[start of RECORDS FOR PROCESSING]

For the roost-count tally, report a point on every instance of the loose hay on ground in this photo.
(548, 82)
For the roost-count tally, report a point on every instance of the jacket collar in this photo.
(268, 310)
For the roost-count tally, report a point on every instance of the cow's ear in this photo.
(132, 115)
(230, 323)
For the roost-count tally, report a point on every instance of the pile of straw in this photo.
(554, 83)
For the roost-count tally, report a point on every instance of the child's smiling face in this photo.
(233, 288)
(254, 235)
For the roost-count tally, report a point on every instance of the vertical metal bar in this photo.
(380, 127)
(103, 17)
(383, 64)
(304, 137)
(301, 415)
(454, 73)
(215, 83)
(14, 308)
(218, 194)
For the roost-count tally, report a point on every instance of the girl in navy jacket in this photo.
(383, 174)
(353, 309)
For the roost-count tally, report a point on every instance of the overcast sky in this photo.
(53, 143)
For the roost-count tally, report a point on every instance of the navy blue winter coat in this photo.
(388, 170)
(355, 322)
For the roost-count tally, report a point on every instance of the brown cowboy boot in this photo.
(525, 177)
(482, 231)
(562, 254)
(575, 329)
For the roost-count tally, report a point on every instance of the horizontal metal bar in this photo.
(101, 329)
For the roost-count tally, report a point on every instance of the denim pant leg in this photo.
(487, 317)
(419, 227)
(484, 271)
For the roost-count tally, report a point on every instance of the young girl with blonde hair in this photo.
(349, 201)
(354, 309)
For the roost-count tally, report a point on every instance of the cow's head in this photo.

[end of RECORDS FOR PROCESSING]
[start of RECORDS FOR PROCESSING]

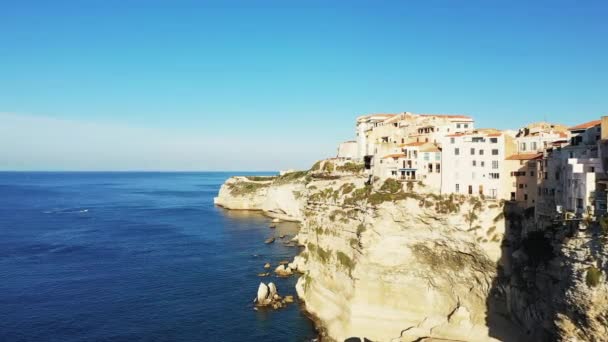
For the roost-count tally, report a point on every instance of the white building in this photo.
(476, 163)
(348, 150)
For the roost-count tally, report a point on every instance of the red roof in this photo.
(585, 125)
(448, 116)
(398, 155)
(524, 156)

[end of RECORDS FOR PROCESSING]

• [PROBLEM DETAILS]: Report each line above that contains the word "metal", copying every such line in full.

• [THE OUTPUT]:
For the roost-count tally, report a point on every instance of the vertical metal bar in this photo.
For the roost-count tally, report a point on every instance of the horizontal metal bar in this photo.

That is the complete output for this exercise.